------ INPUT ROWS ------
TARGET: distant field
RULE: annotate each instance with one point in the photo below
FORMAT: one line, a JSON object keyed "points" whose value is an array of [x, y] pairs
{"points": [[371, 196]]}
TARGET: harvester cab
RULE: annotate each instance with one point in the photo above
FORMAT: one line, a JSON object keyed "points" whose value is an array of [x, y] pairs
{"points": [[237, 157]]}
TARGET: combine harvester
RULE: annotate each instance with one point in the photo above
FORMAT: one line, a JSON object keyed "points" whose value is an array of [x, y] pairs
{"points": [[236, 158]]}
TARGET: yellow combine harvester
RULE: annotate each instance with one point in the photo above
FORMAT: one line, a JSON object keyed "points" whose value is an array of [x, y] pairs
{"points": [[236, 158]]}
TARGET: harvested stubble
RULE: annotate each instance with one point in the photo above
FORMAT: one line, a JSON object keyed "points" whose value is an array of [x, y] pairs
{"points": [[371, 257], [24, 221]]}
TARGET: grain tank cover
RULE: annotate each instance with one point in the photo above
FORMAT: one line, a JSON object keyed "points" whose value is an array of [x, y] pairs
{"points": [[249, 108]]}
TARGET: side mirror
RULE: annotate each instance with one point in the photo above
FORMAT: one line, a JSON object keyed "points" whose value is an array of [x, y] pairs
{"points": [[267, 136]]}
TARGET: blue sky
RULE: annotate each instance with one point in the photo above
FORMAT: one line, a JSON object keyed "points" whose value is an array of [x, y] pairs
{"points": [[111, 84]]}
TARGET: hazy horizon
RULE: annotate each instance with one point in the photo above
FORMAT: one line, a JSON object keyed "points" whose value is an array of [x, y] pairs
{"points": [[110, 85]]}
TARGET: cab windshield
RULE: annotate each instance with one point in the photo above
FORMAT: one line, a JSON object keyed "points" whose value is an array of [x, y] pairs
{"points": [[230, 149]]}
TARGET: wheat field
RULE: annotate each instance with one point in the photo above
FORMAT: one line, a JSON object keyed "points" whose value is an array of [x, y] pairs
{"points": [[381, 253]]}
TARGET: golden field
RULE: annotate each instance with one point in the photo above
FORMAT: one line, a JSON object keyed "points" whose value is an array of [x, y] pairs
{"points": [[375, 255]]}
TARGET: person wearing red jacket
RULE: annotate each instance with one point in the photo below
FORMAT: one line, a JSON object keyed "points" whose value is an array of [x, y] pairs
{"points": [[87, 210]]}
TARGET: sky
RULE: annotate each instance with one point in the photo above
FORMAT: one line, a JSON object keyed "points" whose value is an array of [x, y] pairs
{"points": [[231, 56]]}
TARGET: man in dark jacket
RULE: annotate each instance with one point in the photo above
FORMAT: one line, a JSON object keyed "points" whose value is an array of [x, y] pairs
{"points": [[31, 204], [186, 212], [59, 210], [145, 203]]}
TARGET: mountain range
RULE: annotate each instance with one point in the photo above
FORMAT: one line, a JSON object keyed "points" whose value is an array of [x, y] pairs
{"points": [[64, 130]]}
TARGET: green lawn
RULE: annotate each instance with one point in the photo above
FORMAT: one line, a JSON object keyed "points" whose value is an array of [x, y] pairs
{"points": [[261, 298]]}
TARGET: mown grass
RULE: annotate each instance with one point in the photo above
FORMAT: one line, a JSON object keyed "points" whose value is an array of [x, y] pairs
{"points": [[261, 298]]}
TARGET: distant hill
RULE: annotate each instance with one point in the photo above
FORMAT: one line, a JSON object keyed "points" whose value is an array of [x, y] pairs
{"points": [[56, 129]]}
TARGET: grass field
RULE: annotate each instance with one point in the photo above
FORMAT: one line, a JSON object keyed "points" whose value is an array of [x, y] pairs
------
● WORK INSTRUCTIONS: Could you quote every one of the rows above word for word, changing nothing?

● WRITTEN ANSWER:
TARGET: distant field
RULE: annotate each instance with one point in the photo below
FORMAT: one line, a JSON object keyed "points" whose value is an array of [x, y] pairs
{"points": [[371, 196]]}
TARGET: harvester cab
RULE: annotate each instance with one point in the photo above
FORMAT: one line, a JSON object keyed "points" whose value is an array of [x, y] pairs
{"points": [[237, 157]]}
TARGET: combine harvester
RULE: annotate each instance with one point in the photo above
FORMAT: one line, a JSON object keyed "points" whose value is an array of [x, y] pairs
{"points": [[236, 158]]}
TARGET: yellow combine harvester
RULE: annotate each instance with one point in the photo above
FORMAT: one line, a JSON object keyed "points" whose value is an array of [x, y] pairs
{"points": [[236, 158]]}
TARGET: harvested stubble
RULE: annotate each instance with one point in the photo above
FORMAT: one line, a JSON object keyed "points" whose value is an array of [x, y] pairs
{"points": [[371, 257], [24, 221]]}
TARGET: grain tank cover
RULE: annotate each instance with one point in the photo above
FORMAT: one line, a JSON object keyed "points" whose value is an array of [x, y] pairs
{"points": [[249, 108]]}
TARGET: side mirror
RULE: annotate each instance with one point in the photo above
FORMAT: one line, a JSON object keyed "points" whose value is an array of [x, y] pairs
{"points": [[267, 136]]}
TARGET: blue sky
RULE: annotate each instance with one point in the photo above
FORMAT: one line, a JSON object keyed "points" whose value is an array of [x, y] pairs
{"points": [[111, 84]]}
TARGET: hazy horizon
RULE: annotate each instance with one point in the photo above
FORMAT: one line, a JSON object keyed "points" whose value is an array of [x, y] pairs
{"points": [[110, 85]]}
TARGET: cab windshield
RULE: annotate each instance with one point in the photo above
FORMAT: one line, a JSON object keyed "points" whose value is an array of [x, y] pairs
{"points": [[230, 149]]}
TARGET: wheat field
RULE: annotate each instance with one point in the photo above
FORMAT: one line, a JSON object keyed "points" whose value is an array of [x, y] pairs
{"points": [[381, 253]]}
TARGET: golden field
RULE: annotate each instance with one point in the photo above
FORMAT: one line, a JSON object keyed "points" whose value is an array of [x, y] pairs
{"points": [[375, 255]]}
TARGET: person wearing red jacket
RULE: annotate each instance with one point in the photo below
FORMAT: one line, a JSON object keyed "points" whose value is an array of [x, y] pairs
{"points": [[87, 210]]}
TARGET: sky
RULE: annotate each instance with one point in the photo above
FORMAT: one line, a JSON object keyed "points" whose value is an array of [x, y] pairs
{"points": [[231, 56]]}
TARGET: man in dark jacket
RULE: annotate each instance with one point in the photo above
FORMAT: one line, a JSON object keyed "points" whose value is an array of [x, y] pairs
{"points": [[31, 204], [186, 212], [59, 210], [145, 203]]}
TARGET: mountain range
RULE: annotate each instance with one point in the photo above
FORMAT: one line, a JSON object keyed "points" whose value is an array of [x, y] pairs
{"points": [[64, 130]]}
TARGET: green lawn
RULE: annotate each instance with one point in the photo above
FORMAT: one line, a JSON object keyed "points" whose value is an array of [x, y] pairs
{"points": [[261, 298]]}
TARGET: mown grass
RULE: annotate each instance with one point in the photo above
FORMAT: one line, a JSON object keyed "points" whose value is an array of [x, y] pairs
{"points": [[261, 298]]}
TARGET: distant hill
RULE: annotate each instance with one point in the photo above
FORMAT: one line, a JSON object keyed "points" whose value is an array of [x, y] pairs
{"points": [[56, 129]]}
TARGET: grass field
RULE: annotate each instance with one point in the photo above
FORMAT: one line, a JSON object keyed "points" whose value is an array of [x, y] pairs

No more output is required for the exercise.